**Quelltext**
-- -- --

Ehrenberg untersuchte tausende Proben aus aller Welt und wies Infusorien auf dem Grund der Weltmeere, in atmosphärischem Staub und in Hochgebirgen nach. Ausgehend von diesen Befunden beschäftigte er sich mit dem Anteil einzelliger, kieselschaliger Mikroorganismen an der Bildung von Erden und geologischen Formationen. 1854 legte Ehrenberg das Werk Mikrogeologie vor: In 41 Bildtafeln gab er weltweite „geographische Uebersichten über das kleine jetzige erdbildende Leben“. Christian Gottfried Ehrenberg gilt als Mitbegründer der Boden-Mikrobiologie und Mikropaläontologie sowie als Pionier der Kieselalgenforschung und Protozoologie.
Von Charles Darwin erhielt Ehrenberg eine Probe mit Passatstaub. Darwin hatte sie 1832 „auf den morgens betauten Segeln“ der HMS Beagle gesammelt. Mit Hilfe solcher aus aller Welt eingehenden Proben untersuchte Ehrenberg die geographische Verbreitung von Kleinstorganismen durch atmosphärische Strömungen.

-- -- --

**Rohdaten**
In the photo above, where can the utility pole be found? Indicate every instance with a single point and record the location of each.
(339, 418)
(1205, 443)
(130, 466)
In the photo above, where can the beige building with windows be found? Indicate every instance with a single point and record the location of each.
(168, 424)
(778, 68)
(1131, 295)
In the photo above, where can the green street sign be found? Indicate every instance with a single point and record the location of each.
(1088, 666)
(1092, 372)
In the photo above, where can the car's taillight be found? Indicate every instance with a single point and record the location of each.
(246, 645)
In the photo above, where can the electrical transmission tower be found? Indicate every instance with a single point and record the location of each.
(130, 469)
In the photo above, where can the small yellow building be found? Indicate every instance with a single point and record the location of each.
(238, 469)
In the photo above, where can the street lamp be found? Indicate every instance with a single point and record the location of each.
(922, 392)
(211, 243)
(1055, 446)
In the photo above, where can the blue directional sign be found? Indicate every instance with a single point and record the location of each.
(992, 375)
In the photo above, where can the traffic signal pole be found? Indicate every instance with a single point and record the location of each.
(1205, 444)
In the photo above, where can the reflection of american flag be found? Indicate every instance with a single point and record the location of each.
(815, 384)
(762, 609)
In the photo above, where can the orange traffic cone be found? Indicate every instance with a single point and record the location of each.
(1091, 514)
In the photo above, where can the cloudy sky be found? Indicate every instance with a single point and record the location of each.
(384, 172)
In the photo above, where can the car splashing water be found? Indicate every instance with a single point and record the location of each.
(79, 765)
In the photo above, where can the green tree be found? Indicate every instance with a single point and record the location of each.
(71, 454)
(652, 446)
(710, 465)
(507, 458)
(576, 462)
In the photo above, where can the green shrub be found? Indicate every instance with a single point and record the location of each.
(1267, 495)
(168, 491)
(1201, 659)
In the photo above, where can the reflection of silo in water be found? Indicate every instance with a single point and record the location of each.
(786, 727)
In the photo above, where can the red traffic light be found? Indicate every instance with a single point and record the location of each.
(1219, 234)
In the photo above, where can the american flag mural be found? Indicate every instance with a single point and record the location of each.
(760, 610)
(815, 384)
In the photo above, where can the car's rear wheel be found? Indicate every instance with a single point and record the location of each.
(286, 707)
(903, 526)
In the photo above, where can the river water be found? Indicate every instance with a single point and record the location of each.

-- -- --

**Arbeitsaufträge**
a. Zähle alle Forschungsgebiete auf, als deren Mitbegründer oder Pionier Ehrenberg laut dem Quelltext gilt.
b. Führe den Text über Ehrenbergs Forschung im Anschluss an seinen letzten Satz weiter.
Die Zeilen der Rohdaten spielen dabei keine Rolle.

**Nummerierte Antworten**
a. Boden-Mikrobiologie, Mikropaläontologie, Kieselalgenforschung, Protozoologie

b.
Die Brüder Adolph, Hermann und Robert Schlagintweit unternahmen zwischen 1854 und 1857 eine Forschungsreise durch Indien und Zentralasien. Nach ihrer Rückkehr übergaben sie Ehrenberg in Berlin Gesteins- und Bodenproben aus dem Himalaya. Bärtierchen sind an extreme Umweltbedingungen angepasst – die hier abgebildete Art Milnesium schlagintweitii fand Ehrenberg in einer auf 5.500 Metern Höhe genommenen Probe.
Ehrenbergs mikrogeologische Untersuchungen führten ihn auch in die Baugruben der Dorotheen- und Friedrichstadt. In der Akademie der Wissenschaften berichtete er 1841, dass lebende, kieselschalige Organismen große Teile des Berliner Untergrundes bildeten. Anschließend musste Ehrenberg in einem öffentlichen Vortrag Befürchtungen widersprechen, die „Tierchen“ könnten die Stadt davontragen.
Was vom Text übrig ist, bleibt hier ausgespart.